Extrahierter Text:
--
Selbst nach der Anerkennung von Schliemanns Arbeit und der späteren Entdeckung der eindrucksvollen Mauern des spätbronzezeitlichen Troia VI und VII, welches Homer beschreibt, konnte die brennende Frage nach der tatsächlichen Identität Troias nicht vollkommen beantwortet werden. Obwohl mit Sicherheit davon auszugehen ist, daß man sich in Troia zu dieser Zeit sehr wohl der Schrift bediente, konnten die umfangreichen Grabungen keinen schriftlichen oder sonstigen Beweis zu Tage befördern, der eindeutig belegt hätte, daß das heutige Hisarlik wirklich Troia ist. Diese quälende Ungewißheit beflügelte erwartungsgemäß die Skeptiker, sodaß eine viel beachtete Studie von Rolf Hachmann aus dem Jahr 1964 der Archäologie endgültig jeden Anspruch auf einen Beitrag zur geschichtlichen Klärung der Troia-Frage abzuerkennen schien. Darin hieß es:
„Wenn sich aus dem Epos selbst oder aus anderen Quellen keine Anhaltspunkte ergeben, daß Troia mit einer der Siedlungen im Hügel Hisarlik identisch sein muß, dann sind überhaupt keine Beweismöglichkeiten gegeben, denn die Archäologie besitzt dafür erst recht keine Indizien. Mehr noch: Wenn sich aus dem Epos selbst oder auf Grund anderer Nachweise die Historizität der Stadt Troia und des Troianischen Krieges nicht bestätigen läßt, dann ist die Frage nach der Geschichtlichkeit der Stadt und des Krieges falsch, denn aus dem archäologischen Befund heraus ist ein solcher Beweis erst recht nicht möglich“.
--
Gestellte Aufgabe A:
Aus welchem Jahr stammt laut dem Textauszug über Troia die Studie von Rolf Hachmann?
Gestellte Aufgabe B:
Suche in den Datensätzen jede Zeile heraus, die die Zeichenfolge „pole“ enthält, und gib diese Zeilen vollständig wieder.

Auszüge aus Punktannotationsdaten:
--
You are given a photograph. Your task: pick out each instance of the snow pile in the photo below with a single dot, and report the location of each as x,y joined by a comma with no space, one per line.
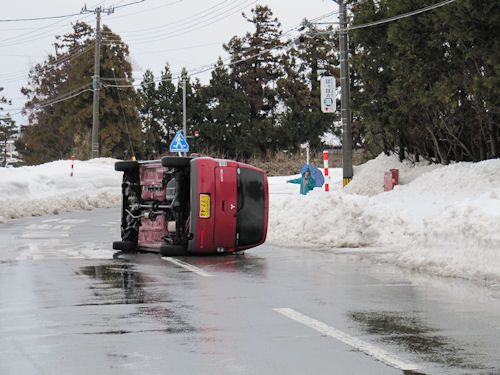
445,220
441,219
49,189
459,209
333,220
369,178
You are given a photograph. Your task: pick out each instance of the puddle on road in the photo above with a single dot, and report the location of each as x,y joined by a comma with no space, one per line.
411,333
122,284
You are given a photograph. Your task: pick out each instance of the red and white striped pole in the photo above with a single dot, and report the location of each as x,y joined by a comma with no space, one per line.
72,164
325,165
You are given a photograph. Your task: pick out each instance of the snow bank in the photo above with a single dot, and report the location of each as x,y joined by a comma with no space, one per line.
49,189
441,219
368,178
333,220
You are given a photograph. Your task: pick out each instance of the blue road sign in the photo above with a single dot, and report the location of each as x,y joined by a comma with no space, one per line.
179,143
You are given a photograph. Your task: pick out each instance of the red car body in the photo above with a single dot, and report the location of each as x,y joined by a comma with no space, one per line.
193,206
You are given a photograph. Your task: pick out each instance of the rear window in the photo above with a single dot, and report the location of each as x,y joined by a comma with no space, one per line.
250,218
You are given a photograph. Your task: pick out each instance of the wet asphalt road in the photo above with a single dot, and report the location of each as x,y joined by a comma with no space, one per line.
69,306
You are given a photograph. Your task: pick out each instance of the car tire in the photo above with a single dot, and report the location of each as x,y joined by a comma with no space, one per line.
124,246
175,161
173,250
127,166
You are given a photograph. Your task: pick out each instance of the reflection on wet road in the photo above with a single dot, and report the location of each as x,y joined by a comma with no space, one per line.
67,311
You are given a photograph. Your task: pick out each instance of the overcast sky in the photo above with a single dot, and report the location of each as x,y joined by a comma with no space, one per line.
184,33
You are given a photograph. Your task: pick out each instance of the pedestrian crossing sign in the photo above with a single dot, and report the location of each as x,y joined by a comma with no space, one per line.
179,143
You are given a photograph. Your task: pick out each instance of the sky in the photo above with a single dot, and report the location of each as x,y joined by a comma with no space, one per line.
184,33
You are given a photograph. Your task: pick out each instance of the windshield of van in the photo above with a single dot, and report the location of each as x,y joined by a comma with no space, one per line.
250,218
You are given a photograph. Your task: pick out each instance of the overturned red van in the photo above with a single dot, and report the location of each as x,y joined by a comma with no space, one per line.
183,205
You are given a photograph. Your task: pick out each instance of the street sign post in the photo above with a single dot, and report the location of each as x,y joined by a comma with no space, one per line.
179,143
328,94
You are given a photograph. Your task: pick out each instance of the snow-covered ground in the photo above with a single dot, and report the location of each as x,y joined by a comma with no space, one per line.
441,219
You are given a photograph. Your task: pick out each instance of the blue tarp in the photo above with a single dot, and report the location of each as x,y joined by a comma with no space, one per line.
316,174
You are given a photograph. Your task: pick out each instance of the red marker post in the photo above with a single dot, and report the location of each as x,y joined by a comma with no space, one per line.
325,165
72,164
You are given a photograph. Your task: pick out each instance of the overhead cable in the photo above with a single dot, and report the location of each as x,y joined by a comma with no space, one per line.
409,14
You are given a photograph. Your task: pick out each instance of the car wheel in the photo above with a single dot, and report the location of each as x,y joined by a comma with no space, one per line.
175,161
127,166
124,245
173,250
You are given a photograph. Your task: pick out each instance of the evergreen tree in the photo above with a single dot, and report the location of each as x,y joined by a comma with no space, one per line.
226,115
7,128
428,84
299,89
60,100
256,68
154,137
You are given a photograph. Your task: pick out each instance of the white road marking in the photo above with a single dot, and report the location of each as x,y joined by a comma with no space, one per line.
369,349
43,234
74,221
187,266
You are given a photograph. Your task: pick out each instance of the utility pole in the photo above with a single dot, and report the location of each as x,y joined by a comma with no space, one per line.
184,130
345,96
96,81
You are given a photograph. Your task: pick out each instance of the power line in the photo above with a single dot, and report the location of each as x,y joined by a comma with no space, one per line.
188,26
34,34
409,14
182,21
58,99
39,18
209,67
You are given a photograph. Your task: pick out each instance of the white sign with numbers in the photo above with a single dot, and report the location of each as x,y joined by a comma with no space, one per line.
328,94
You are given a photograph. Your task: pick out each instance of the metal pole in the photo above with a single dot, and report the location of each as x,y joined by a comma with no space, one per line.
345,110
96,86
184,130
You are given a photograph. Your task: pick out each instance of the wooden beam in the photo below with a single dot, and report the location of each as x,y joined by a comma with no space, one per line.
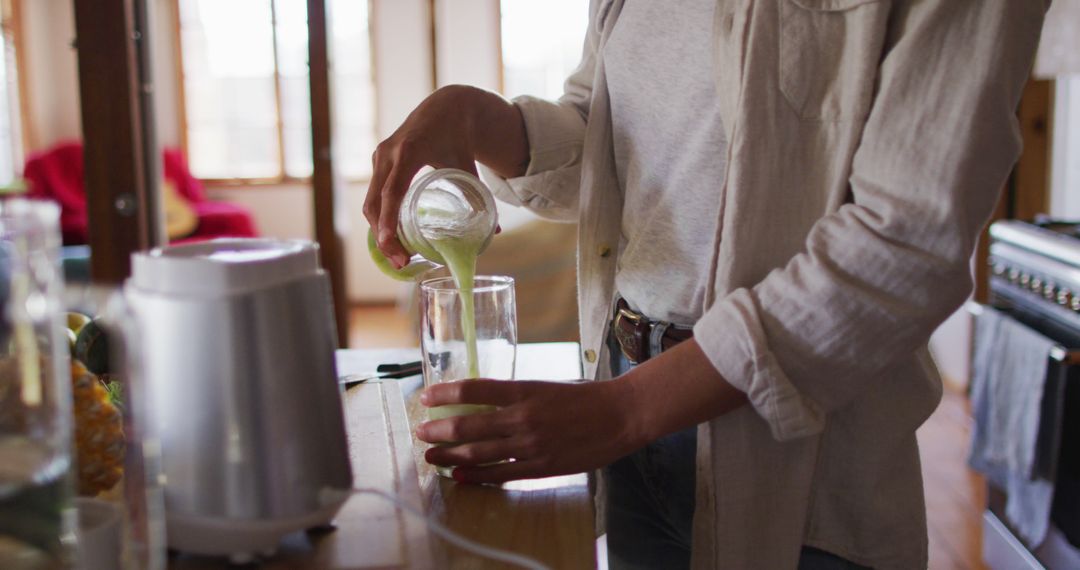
--
Richtiges Ergebnis A:
Aus dem Jahr 1964.

Richtiges Ergebnis B:
You are given a photograph. Your task: pick out each instance of the red and white striped pole in the photo above with a single dot, and report the location of each as x,y joined by a comma with no space, one per line.
You are given a photograph. Your task: pick out each instance of the utility pole in the photo above with a single dot, and report the location of each as x,y joined by a comma with no space, one per line.
You are given a photograph. Your task: pick out each instance of the metal pole in the photo above with a single dot, and report the location of each as x,y joined by a comma with no space, one per line.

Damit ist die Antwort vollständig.